**TASK BRIEF**. Give each line of the entries below as one string in a JSON list, leaving out blank lines and the pictures.

**RECORD EXCERPTS**.
----
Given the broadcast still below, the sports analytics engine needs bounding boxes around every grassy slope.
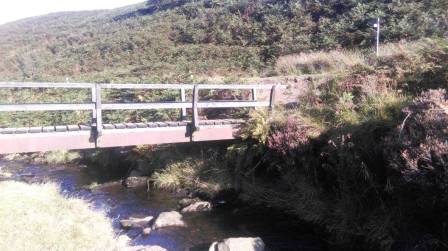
[0,181,115,251]
[0,4,262,82]
[0,0,448,82]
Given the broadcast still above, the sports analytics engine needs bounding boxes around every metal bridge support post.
[252,88,258,101]
[269,85,277,112]
[92,84,103,147]
[180,88,187,121]
[192,85,199,132]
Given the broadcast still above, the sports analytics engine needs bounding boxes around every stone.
[122,177,149,188]
[181,201,212,213]
[120,216,154,228]
[143,227,151,235]
[153,211,186,229]
[177,198,201,209]
[209,237,265,251]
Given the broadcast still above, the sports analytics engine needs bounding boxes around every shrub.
[267,117,310,155]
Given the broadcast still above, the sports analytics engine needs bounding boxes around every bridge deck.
[0,120,242,154]
[0,82,281,154]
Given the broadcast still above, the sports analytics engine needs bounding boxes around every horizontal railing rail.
[0,82,284,145]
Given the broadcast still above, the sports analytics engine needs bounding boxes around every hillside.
[0,0,448,82]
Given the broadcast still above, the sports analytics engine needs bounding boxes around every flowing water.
[0,162,326,251]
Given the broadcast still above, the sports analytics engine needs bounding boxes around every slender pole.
[180,88,187,121]
[252,88,258,101]
[376,18,380,57]
[269,85,277,112]
[95,84,103,140]
[193,85,199,131]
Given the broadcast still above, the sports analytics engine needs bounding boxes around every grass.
[276,50,366,75]
[151,158,231,197]
[0,181,115,251]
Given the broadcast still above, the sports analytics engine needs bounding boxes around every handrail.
[0,82,280,90]
[0,82,285,145]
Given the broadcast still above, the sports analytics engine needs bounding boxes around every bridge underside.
[0,120,241,154]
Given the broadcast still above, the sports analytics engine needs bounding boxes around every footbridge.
[0,83,282,154]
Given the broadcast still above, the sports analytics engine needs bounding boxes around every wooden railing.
[0,82,282,138]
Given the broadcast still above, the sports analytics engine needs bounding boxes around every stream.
[0,161,327,251]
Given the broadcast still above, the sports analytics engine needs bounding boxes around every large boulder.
[153,211,186,229]
[209,237,265,251]
[116,235,132,250]
[122,177,149,188]
[177,198,201,209]
[120,216,154,228]
[181,201,212,213]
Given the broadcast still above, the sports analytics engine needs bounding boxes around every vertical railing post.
[180,88,187,121]
[91,85,97,128]
[269,85,277,112]
[252,88,258,101]
[192,85,199,131]
[95,84,103,139]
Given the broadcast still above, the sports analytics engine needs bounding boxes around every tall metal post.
[252,88,258,101]
[180,88,187,121]
[375,18,380,57]
[193,85,199,131]
[269,85,277,112]
[95,84,103,139]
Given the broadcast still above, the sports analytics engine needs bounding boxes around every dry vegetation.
[0,181,115,251]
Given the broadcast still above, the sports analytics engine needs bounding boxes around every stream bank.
[0,161,326,251]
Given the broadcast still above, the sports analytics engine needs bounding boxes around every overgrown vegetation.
[0,0,448,250]
[223,40,448,250]
[0,181,116,251]
[0,0,448,83]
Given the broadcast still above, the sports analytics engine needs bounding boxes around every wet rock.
[120,216,154,228]
[122,177,149,188]
[177,198,201,209]
[209,237,265,251]
[181,201,212,213]
[153,211,186,229]
[143,227,151,236]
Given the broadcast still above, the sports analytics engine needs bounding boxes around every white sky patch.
[0,0,144,24]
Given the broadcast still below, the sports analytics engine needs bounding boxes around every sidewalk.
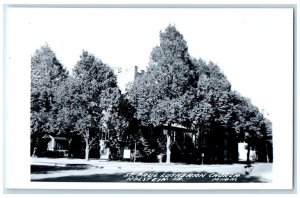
[31,158,272,182]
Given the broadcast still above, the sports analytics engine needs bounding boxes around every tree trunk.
[166,125,171,164]
[247,142,250,164]
[85,131,90,161]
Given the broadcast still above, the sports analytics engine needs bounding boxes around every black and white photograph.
[6,2,294,193]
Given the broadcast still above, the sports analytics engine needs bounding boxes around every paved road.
[31,158,272,183]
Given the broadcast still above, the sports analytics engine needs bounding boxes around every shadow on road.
[31,164,89,174]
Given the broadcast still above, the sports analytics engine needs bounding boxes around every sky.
[4,7,293,189]
[7,8,293,119]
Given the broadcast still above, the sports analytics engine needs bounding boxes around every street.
[31,158,272,183]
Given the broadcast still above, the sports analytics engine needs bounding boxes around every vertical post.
[166,133,171,164]
[133,141,136,163]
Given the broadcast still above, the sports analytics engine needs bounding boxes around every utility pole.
[133,141,136,163]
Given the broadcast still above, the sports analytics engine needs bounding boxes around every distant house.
[44,135,69,157]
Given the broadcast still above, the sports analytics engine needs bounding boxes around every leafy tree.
[30,44,68,156]
[129,25,196,163]
[60,51,128,160]
[128,25,270,162]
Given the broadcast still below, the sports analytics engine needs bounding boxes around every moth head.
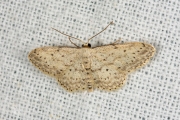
[82,43,91,48]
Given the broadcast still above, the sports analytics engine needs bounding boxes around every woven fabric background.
[0,0,180,120]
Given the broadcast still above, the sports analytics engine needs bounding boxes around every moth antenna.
[87,21,114,43]
[52,28,85,44]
----
**RESULT OF THE TASK**.
[
  "Given the broadcast still below, the sports analytics engine needs bounding boxes around every grassy slope.",
  "[0,181,115,251]",
  "[0,4,262,82]",
  "[0,0,448,82]",
  "Given the broadcast still above, the sports analytics engine needs bounding boxes around every metal bridge support post.",
  "[252,88,258,101]",
  "[269,85,277,112]",
  "[92,84,103,147]",
  "[180,88,187,121]",
  "[192,85,199,132]",
  "Given the broadcast still above, the sports analytics engine needs bounding boxes around every stone.",
  "[122,177,149,188]",
  "[181,201,212,213]",
  "[120,216,154,228]",
  "[143,227,151,235]",
  "[153,211,186,229]",
  "[177,198,201,209]",
  "[209,237,265,251]",
  "Given the broadcast still above, the sports analytics engine needs bounding boxes around every shrub.",
  "[267,117,310,155]",
  "Given the broadcast still above, the sports analytics engine needs bounding boxes around every bridge deck.",
  "[0,120,242,154]",
  "[0,82,281,154]",
  "Given the broadcast still above, the sports analytics engine needs bounding boxes around every horizontal railing rail.",
  "[0,82,284,145]",
  "Given the broadcast still above, the sports analytics engine needs bounding boxes around every hillside.",
  "[0,0,448,82]",
  "Given the broadcast still above, the sports analytics engine needs bounding boxes around every flowing water.",
  "[0,162,326,251]",
  "Given the broadcast still above, the sports analytics engine needs bounding boxes around every slender pole.",
  "[180,88,187,121]",
  "[252,88,258,101]",
  "[376,18,380,57]",
  "[269,85,277,112]",
  "[95,84,103,140]",
  "[193,85,199,131]",
  "Given the broadcast still above, the sports analytics engine needs bounding boxes around every grass.",
  "[276,50,366,75]",
  "[151,158,231,197]",
  "[0,181,115,251]",
  "Given the broadcast still above, the sports analytics engine needs bounding boxes around every handrail.",
  "[0,82,280,90]",
  "[0,82,285,145]",
  "Given the broadcast still above, the sports analytics engine needs bounding boxes around every bridge underside.",
  "[0,120,241,154]",
  "Given the broadcast still above, the sports analytics engine needs bounding boxes around every footbridge.",
  "[0,83,282,154]",
  "Given the broadcast still above, the sports analytics engine needs bounding boxes around every wooden railing.",
  "[0,82,282,138]",
  "Given the broadcast still above, the sports analytics engine needs bounding boxes around every stream.",
  "[0,161,327,251]",
  "Given the broadcast still above, the sports analytics engine needs bounding boxes around every large boulder.",
  "[153,211,186,229]",
  "[209,237,265,251]",
  "[116,235,132,250]",
  "[122,177,149,188]",
  "[177,198,201,209]",
  "[120,216,154,228]",
  "[181,201,212,213]",
  "Given the broadcast still above, the sports analytics engine needs bounding boxes around every vertical railing post.",
  "[180,88,187,121]",
  "[91,85,97,128]",
  "[269,85,277,112]",
  "[252,88,258,101]",
  "[192,85,199,131]",
  "[95,84,103,139]",
  "Given the broadcast still above, the sports analytics engine needs bounding boxes around every tall metal post.",
  "[252,88,258,101]",
  "[180,88,187,121]",
  "[375,18,380,57]",
  "[193,85,199,131]",
  "[269,85,277,112]",
  "[95,84,103,139]",
  "Given the broadcast still above, the sports analytics engine needs bounding boxes around every dry vegetation.",
  "[0,181,115,251]",
  "Given the broadcast still above, the sports analytics engine needs bounding boxes around every stream bank.",
  "[0,161,326,251]",
  "Given the broadcast still above, the sports analytics engine needs bounding boxes around every overgrown vegetation.",
  "[0,0,448,250]",
  "[223,40,448,250]",
  "[0,181,116,251]",
  "[0,0,448,83]",
  "Given the broadcast still above, the sports analytics engine needs bounding boxes around every wet rock.",
  "[120,216,154,228]",
  "[122,177,149,188]",
  "[177,198,201,209]",
  "[209,237,265,251]",
  "[181,201,212,213]",
  "[153,211,186,229]",
  "[143,227,151,236]",
  "Given the broadcast still above, the sports analytics engine needs bounding boxes around every white sky patch.",
  "[0,0,144,24]",
  "Given the broadcast still below, the sports analytics engine needs bounding boxes around every sidewalk.",
  "[31,158,272,182]",
  "Given the broadcast still above, the sports analytics engine needs bounding boxes around every tree trunk.",
  "[166,125,171,164]",
  "[247,142,250,164]",
  "[85,131,90,161]",
  "Given the broadcast still above, the sports analytics engine needs bounding boxes around every black and white photograph.",
  "[6,2,294,193]",
  "Given the broadcast still above, the sports analytics engine needs bounding boxes around every paved road.",
  "[31,158,272,183]",
  "Given the broadcast still above, the sports analytics engine needs bounding boxes around every shadow on road.",
  "[31,164,89,174]",
  "Given the broadcast still above, the sports analytics engine needs bounding boxes around every sky.",
  "[4,7,293,189]",
  "[7,8,293,119]",
  "Given the broadcast still above, the sports analytics engine needs bounding boxes around every street.",
  "[31,158,272,183]",
  "Given the broadcast still above, the sports analytics engine needs bounding boxes around every vertical post.",
  "[166,133,171,164]",
  "[133,141,136,163]",
  "Given the broadcast still above, the sports analytics engine needs bounding boxes around every utility pole.",
  "[133,141,136,163]",
  "Given the broadcast still above, the sports analytics engine needs bounding boxes around every distant house.",
  "[44,135,69,157]",
  "Given the broadcast still above, the sports analytics engine needs bounding boxes around every leafy tree.",
  "[30,44,68,156]",
  "[129,25,196,163]",
  "[60,51,128,160]",
  "[128,25,270,162]",
  "Given the broadcast still below, the sports analytics engine needs bounding boxes around every moth head.",
  "[82,43,91,48]",
  "Given the broadcast still above, the sports analytics engine needs bounding boxes around every woven fabric background.",
  "[0,0,180,120]",
  "Given the broadcast still above, the sports analytics engine needs bounding boxes around every moth antenna.",
  "[87,21,114,43]",
  "[52,28,85,44]"
]